Work to do. Pull out every line in the rows below that contains the word "leather".

-- start Input for this task --

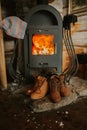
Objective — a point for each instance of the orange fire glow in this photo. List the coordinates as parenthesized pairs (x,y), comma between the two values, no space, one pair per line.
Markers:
(43,44)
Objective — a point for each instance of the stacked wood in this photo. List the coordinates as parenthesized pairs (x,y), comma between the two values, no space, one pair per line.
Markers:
(3,76)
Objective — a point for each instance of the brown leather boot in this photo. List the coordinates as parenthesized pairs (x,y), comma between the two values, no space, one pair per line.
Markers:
(42,88)
(54,85)
(64,90)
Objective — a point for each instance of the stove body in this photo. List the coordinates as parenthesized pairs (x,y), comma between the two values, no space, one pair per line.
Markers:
(43,20)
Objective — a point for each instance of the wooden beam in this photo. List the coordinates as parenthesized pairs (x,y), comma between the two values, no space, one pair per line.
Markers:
(3,76)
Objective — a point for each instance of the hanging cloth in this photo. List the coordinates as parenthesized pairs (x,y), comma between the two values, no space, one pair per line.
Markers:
(14,26)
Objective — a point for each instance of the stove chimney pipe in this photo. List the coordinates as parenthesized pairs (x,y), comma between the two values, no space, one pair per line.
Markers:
(42,2)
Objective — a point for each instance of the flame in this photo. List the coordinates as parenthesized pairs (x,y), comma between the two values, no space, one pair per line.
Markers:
(43,44)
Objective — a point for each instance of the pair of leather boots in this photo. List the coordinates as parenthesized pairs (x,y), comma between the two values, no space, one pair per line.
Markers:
(55,85)
(58,88)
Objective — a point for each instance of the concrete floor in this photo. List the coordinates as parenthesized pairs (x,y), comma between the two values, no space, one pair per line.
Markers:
(16,115)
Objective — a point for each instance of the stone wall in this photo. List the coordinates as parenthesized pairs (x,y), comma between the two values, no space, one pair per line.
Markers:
(79,29)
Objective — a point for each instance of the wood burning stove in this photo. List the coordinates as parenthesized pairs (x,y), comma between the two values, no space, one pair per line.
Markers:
(43,39)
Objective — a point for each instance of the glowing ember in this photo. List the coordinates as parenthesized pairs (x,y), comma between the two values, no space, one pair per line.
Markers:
(43,44)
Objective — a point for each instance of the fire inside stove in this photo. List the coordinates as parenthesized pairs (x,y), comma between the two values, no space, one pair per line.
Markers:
(43,44)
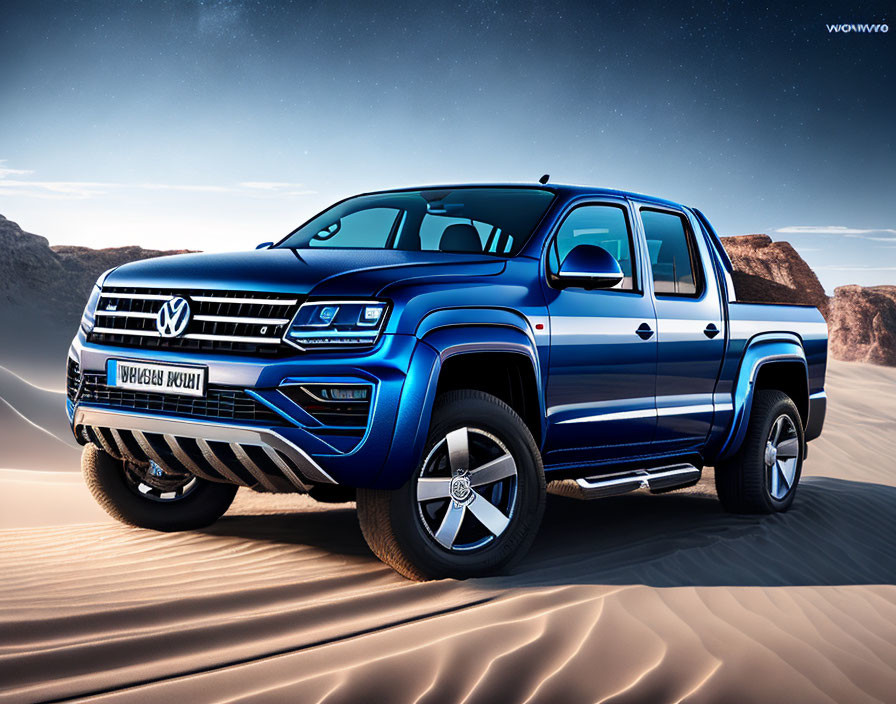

-- end Input for this task --

Reply to the task.
Objective — a point for each instance of the brown leather boot in this photo. List the coordinates as parenthesized pairs (x,y), comma between the two values, no space, one pair per line.
Objective — a point for each instance of the pair of leather boots in this photo. List the coordinates as parenthesized pairs (x,y), comma between the two values, no space, one pair per line.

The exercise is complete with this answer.